**EXERCISE DESCRIPTION**
Rewrite the records below, changing "camera-trap count" to "field survey" everywhere it occurs and leaving everything else as it is.

Records pointing to named objects:
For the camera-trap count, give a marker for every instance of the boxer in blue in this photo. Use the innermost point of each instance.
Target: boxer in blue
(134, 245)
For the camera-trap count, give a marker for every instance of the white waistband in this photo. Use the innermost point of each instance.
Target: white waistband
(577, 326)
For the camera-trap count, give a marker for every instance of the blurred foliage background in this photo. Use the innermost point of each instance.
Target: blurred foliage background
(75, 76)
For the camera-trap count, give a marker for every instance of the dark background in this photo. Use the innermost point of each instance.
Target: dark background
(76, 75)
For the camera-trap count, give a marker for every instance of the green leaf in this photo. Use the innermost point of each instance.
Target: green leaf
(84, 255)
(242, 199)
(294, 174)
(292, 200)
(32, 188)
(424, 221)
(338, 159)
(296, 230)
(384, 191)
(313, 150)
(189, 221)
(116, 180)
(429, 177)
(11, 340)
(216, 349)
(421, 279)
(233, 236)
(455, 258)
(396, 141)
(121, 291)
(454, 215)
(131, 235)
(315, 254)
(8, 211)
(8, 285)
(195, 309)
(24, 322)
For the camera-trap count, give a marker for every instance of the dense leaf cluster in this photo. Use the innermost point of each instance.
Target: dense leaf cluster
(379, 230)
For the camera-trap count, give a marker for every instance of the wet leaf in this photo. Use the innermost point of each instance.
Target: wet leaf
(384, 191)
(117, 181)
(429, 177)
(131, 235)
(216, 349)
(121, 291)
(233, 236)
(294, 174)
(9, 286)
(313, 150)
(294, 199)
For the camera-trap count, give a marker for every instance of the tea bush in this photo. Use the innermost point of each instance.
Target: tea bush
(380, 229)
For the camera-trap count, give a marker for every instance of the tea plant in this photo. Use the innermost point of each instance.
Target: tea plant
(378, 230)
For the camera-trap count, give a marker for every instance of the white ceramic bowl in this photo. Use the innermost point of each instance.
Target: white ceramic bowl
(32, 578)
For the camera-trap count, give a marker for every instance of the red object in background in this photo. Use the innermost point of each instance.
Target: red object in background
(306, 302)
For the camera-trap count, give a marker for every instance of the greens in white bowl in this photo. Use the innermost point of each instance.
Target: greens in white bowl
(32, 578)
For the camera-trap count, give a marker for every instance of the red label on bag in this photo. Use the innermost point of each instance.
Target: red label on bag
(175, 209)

**COMPLETE ANSWER**
For the field survey, give a marker for every instance of the boxer in blue in this photo. Use the innermost point of each instance.
Target: boxer in blue
(134, 245)
For the field survey, give a marker for every instance of the white waistband in this photo. Use the innermost point of each instance.
Target: white waistband
(577, 326)
For the field survey, give a marker for every instance of the blurred foliage background in this photo. Use the innermost point of each instance.
Target: blurred foliage background
(75, 76)
For the field survey, give a marker for every instance of the dark background in this photo. Use the innermost point of each instance.
Target: dark background
(76, 75)
For the field survey, give a marker for every instance of the green leaf in this photo. Use the innermost point of each instance.
Target: green leaf
(84, 255)
(242, 199)
(294, 174)
(292, 200)
(32, 188)
(424, 221)
(338, 159)
(296, 230)
(384, 191)
(313, 150)
(189, 221)
(116, 180)
(429, 177)
(11, 340)
(216, 349)
(421, 279)
(233, 236)
(455, 258)
(396, 141)
(121, 291)
(454, 215)
(131, 235)
(315, 254)
(8, 211)
(8, 285)
(195, 309)
(24, 322)
For the field survey, give a marker for every instance of the dense leaf cluster in this photo. Use the innermost point of each instance.
Target: dense leaf cluster
(379, 230)
For the field survey, give a marker for every instance of the wet leaf in this photo. Use the innermost point of each instance.
Target: wet leaf
(384, 191)
(117, 181)
(429, 177)
(131, 235)
(216, 349)
(121, 291)
(233, 236)
(294, 174)
(9, 286)
(313, 150)
(294, 199)
For the field survey, give a marker for every instance of the tea bush in this photo. Use the innermost point of each instance.
Target: tea bush
(380, 229)
For the field survey, give a marker for every instance of the tea plant in this photo. Use the innermost point of each instance.
Target: tea plant
(378, 230)
For the field survey, give a marker for every instance of the white ceramic bowl in this photo. Use the innermost point of each instance.
Target: white ceramic bowl
(32, 578)
For the field survey, give a marker for every instance of the red object in background in this photo. Use the innermost point of each instance.
Target: red object in background
(306, 302)
For the field survey, give a marker for every instance of the greens in white bowl in this photo. Use the innermost point of each instance.
Target: greens in white bowl
(32, 578)
For the field survey, give a marker for every instance of the red label on bag in this photo. Use the innermost point of each instance.
Target: red label on bag
(175, 209)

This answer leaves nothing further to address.